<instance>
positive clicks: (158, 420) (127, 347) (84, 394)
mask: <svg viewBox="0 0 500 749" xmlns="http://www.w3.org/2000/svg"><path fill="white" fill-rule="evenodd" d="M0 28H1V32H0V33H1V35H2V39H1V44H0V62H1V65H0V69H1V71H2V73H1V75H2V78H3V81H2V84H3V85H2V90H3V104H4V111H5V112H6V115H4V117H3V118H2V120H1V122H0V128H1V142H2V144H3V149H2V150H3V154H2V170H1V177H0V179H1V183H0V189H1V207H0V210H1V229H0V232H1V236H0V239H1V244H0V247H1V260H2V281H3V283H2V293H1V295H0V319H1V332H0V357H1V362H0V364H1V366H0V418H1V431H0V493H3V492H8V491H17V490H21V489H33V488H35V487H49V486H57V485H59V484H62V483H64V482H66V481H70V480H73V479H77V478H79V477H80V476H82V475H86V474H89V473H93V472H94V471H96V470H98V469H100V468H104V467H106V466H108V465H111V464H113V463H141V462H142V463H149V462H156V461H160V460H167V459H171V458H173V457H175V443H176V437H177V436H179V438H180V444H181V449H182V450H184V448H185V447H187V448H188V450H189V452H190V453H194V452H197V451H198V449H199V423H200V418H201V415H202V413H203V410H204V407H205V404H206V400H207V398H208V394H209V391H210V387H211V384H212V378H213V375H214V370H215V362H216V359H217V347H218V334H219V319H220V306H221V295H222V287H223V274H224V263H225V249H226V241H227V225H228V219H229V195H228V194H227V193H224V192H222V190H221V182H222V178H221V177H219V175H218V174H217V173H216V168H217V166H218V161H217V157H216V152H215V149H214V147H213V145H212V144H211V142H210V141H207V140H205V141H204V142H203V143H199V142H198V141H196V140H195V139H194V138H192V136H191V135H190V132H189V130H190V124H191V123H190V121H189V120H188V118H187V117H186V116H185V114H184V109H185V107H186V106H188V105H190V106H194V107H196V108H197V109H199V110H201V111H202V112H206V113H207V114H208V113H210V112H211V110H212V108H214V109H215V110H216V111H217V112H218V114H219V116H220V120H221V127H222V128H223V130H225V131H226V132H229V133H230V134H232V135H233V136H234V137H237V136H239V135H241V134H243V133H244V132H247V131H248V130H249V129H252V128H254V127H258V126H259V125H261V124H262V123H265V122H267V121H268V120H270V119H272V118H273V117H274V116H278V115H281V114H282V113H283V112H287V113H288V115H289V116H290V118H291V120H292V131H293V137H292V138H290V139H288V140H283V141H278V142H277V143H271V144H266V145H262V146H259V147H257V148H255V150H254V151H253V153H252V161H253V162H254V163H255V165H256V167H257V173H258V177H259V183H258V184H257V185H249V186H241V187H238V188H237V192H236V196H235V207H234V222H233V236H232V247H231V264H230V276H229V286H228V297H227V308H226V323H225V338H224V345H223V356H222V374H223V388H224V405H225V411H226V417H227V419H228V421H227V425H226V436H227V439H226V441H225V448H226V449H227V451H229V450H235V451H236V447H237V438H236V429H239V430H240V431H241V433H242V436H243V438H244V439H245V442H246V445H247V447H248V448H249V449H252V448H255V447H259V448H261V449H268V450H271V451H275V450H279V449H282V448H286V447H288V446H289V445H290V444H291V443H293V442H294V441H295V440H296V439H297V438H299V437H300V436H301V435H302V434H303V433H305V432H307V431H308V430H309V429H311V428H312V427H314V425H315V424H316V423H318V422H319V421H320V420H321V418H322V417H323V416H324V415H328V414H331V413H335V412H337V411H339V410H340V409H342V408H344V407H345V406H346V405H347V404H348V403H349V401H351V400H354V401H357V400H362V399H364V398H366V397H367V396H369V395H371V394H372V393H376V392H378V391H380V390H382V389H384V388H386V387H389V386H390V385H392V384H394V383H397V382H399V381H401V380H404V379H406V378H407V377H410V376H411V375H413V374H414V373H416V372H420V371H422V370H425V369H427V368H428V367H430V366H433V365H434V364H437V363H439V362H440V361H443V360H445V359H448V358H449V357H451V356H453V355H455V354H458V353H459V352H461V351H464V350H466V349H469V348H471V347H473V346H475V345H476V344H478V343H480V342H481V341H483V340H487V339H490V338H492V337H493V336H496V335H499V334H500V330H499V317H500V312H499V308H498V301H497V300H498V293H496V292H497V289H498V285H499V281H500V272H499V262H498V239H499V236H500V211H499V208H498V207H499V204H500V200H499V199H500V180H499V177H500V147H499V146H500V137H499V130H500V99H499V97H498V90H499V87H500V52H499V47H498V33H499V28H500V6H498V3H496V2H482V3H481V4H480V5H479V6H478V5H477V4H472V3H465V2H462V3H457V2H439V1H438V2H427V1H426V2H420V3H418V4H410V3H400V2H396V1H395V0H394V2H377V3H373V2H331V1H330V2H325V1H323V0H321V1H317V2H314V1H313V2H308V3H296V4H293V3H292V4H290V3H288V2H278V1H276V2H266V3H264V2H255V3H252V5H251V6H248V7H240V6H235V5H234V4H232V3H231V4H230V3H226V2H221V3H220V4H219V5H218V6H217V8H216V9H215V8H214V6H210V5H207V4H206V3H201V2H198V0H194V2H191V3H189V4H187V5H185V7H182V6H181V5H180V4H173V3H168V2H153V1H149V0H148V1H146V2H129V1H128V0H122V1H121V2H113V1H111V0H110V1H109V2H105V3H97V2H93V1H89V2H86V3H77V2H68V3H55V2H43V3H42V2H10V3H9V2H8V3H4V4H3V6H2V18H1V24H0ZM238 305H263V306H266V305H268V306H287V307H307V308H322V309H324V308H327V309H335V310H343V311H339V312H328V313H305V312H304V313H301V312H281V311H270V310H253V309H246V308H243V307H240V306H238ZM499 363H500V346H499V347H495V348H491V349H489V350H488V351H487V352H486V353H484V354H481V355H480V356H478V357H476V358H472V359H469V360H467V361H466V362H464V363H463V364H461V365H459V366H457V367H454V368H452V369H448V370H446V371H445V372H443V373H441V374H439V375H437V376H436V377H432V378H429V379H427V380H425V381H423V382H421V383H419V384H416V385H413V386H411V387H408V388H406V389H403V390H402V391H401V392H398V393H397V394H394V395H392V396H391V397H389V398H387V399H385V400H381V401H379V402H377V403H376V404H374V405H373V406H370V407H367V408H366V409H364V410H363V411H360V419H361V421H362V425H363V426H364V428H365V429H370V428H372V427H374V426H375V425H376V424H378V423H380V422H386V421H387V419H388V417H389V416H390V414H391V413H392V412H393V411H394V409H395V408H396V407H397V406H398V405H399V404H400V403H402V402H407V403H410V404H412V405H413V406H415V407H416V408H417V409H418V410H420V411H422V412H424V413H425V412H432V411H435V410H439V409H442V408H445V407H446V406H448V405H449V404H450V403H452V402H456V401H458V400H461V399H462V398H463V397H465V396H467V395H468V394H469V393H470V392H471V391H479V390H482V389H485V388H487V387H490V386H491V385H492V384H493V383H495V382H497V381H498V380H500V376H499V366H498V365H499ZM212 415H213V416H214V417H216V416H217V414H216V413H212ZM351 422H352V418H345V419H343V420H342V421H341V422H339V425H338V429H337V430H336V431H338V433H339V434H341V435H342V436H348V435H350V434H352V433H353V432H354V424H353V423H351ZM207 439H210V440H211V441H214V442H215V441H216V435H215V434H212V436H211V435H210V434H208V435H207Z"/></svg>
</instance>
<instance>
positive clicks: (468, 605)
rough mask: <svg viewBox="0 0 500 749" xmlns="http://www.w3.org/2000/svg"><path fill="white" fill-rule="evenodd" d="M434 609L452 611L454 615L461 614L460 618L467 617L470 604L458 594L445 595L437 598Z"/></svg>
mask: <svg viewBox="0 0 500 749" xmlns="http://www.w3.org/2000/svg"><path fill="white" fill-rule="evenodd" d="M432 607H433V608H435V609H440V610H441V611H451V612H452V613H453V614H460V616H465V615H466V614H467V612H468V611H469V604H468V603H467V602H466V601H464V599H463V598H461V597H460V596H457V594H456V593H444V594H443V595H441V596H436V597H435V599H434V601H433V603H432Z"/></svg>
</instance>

» **Task**:
Count the lines of the listing that contain the word "positive", and give only the number.

» **Solution for this task**:
2